Please rewrite the aortic aneurysm abstract from "AIM: This study" to "the total number.", changing "computed tomography" to "CT" throughout.

> _Given text_
※ ※ ※

BACKGROUND: Aortic aneurysms are known as “silent killers” because this potentially fatal condition can be asymptomatic. The annual incidence of thoracic aortic aneurysms and ruptures is approximately 10 and 1.6 per 100,000 individuals, respectively. The mortality rate for ruptured aneurysms ranges from 94% to 100%. Early diagnosis and treatment can be life-saving. Artificial intelligence technologies can significantly improve diagnostic accuracy and save the lives of patients with thoracic aortic aneurysms.

AIM: This study aimed to assess the efficacy of artificial intelligence technologies for detecting thoracic aortic aneurysms on chest computed tomography scans, as well as the possibility of using artificial intelligence as a clinical decision support system for radiologists during the primary interpretation of radiological images.

MATERIALS AND METHODS: The results of using artificial intelligence technologies for detecting thoracic aortic aneurysms on non-contrast chest computed tomography scans were evaluated. A sample of 84,405 patients >18 years old was generated, with 86 cases of suspected thoracic aortic aneurysms based on artificial intelligence data selected and retrospectively assessed by radiologists and vascular surgeons. To assess the age distribution of the aortic diameter, an additional sample of 968 cases was randomly selected from the total number.

※ ※ ※

Data extracted from a collection
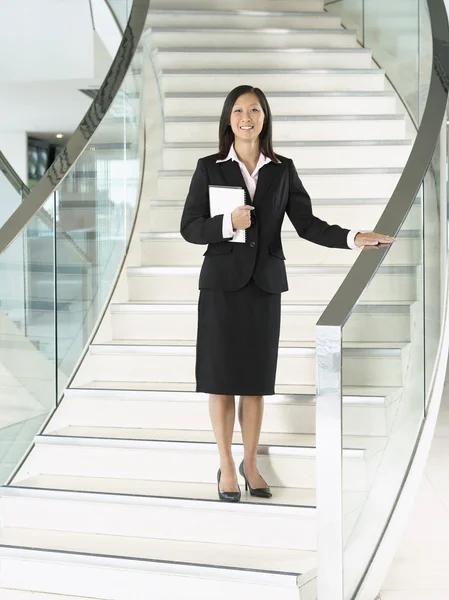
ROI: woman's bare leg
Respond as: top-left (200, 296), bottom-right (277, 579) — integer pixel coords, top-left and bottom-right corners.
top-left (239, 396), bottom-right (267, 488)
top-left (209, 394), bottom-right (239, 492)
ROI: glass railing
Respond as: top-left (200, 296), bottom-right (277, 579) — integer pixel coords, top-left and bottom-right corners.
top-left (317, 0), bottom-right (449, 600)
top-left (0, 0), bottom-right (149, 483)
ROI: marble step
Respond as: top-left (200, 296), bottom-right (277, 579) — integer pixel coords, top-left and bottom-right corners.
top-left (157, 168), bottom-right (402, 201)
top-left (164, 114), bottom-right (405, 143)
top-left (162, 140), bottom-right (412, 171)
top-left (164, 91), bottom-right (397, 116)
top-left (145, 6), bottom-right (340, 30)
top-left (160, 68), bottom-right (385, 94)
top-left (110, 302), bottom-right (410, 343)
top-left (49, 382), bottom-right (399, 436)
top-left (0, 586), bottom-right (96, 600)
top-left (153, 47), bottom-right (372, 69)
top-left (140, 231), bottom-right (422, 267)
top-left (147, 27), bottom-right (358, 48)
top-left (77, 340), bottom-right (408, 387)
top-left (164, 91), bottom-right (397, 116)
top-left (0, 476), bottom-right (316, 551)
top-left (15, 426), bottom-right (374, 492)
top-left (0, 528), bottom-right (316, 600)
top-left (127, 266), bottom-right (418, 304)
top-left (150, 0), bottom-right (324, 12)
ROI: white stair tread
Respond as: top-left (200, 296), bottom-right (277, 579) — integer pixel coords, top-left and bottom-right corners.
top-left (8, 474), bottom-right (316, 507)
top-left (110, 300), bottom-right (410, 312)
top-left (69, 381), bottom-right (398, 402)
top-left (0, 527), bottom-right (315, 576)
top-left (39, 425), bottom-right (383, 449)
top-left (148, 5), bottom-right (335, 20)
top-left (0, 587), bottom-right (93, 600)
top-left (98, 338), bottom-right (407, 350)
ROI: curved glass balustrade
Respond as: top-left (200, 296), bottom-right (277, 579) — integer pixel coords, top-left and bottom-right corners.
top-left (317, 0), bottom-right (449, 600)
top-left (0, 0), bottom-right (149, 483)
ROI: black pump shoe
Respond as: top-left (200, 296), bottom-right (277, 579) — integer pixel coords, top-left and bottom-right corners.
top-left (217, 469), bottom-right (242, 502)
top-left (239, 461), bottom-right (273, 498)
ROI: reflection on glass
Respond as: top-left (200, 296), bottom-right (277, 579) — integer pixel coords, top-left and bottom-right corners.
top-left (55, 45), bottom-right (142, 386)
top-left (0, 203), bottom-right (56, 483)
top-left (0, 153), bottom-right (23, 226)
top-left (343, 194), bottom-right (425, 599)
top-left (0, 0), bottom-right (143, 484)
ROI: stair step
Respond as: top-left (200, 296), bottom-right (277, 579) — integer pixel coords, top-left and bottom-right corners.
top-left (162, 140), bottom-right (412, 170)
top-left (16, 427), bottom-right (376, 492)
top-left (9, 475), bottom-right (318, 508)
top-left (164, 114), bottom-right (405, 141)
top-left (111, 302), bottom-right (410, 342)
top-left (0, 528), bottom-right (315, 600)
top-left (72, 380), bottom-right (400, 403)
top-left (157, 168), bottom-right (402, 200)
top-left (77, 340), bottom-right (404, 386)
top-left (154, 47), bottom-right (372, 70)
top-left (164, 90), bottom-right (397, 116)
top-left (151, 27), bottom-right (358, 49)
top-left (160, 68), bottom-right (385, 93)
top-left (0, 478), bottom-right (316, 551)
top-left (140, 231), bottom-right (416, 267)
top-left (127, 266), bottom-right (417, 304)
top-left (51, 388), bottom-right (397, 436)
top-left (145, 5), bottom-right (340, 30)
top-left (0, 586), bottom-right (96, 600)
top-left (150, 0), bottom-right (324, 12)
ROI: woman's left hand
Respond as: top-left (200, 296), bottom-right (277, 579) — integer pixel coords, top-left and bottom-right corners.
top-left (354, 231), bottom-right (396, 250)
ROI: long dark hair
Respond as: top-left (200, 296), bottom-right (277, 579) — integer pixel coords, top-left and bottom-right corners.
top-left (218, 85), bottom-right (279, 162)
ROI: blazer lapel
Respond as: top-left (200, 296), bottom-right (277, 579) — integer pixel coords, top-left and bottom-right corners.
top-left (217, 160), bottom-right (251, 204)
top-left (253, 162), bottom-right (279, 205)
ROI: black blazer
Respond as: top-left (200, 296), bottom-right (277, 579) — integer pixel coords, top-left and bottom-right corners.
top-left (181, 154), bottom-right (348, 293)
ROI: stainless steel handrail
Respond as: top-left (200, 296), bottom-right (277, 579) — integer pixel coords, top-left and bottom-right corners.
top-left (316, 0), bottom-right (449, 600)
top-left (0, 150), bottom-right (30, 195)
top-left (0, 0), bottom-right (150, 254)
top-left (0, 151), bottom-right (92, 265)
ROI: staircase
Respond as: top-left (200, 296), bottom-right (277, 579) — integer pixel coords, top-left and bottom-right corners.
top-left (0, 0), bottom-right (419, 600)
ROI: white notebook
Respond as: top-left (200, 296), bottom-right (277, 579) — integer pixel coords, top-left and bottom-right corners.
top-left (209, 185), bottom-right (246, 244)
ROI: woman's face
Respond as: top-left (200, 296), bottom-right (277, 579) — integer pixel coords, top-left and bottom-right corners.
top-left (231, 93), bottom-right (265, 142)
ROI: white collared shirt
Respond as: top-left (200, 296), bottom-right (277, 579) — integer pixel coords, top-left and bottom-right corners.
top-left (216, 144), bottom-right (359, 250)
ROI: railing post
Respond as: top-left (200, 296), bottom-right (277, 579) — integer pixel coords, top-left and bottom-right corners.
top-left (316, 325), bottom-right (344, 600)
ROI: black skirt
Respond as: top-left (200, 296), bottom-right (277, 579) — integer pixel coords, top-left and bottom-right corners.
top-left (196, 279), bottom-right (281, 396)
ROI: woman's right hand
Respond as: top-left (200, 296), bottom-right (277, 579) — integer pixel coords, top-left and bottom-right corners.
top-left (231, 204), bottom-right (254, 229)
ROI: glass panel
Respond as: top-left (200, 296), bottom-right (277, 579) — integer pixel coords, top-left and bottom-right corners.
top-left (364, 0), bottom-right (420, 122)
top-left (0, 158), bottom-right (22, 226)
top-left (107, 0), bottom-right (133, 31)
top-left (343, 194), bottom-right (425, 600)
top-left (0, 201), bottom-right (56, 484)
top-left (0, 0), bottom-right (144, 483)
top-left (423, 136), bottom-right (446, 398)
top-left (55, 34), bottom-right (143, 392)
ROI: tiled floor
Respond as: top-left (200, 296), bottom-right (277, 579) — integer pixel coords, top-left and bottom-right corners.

※ ※ ※

> _Exercise answer_
AIM: This study aimed to assess the efficacy of artificial intelligence technologies for detecting thoracic aortic aneurysms on chest CT scans, as well as the possibility of using artificial intelligence as a clinical decision support system for radiologists during the primary interpretation of radiological images.

MATERIALS AND METHODS: The results of using artificial intelligence technologies for detecting thoracic aortic aneurysms on non-contrast chest CT scans were evaluated. A sample of 84,405 patients >18 years old was generated, with 86 cases of suspected thoracic aortic aneurysms based on artificial intelligence data selected and retrospectively assessed by radiologists and vascular surgeons. To assess the age distribution of the aortic diameter, an additional sample of 968 cases was randomly selected from the total number.